▶ _EXERCISE GOAL_: Reproduce each line of the listing exactly.

(Entries from a dataset)
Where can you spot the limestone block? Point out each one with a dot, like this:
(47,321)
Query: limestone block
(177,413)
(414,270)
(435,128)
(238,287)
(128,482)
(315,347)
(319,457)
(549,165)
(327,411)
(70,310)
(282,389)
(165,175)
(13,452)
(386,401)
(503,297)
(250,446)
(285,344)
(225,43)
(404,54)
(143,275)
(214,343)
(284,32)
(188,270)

▶ _TASK SOLUTION_:
Where can you spot the limestone block? Point out each one with a dot, like this:
(47,321)
Query: limestone block
(177,413)
(414,270)
(435,128)
(238,287)
(128,482)
(315,347)
(319,457)
(549,165)
(327,411)
(70,310)
(282,389)
(165,175)
(13,452)
(386,401)
(503,297)
(250,446)
(285,344)
(225,43)
(404,54)
(143,275)
(214,343)
(284,32)
(188,270)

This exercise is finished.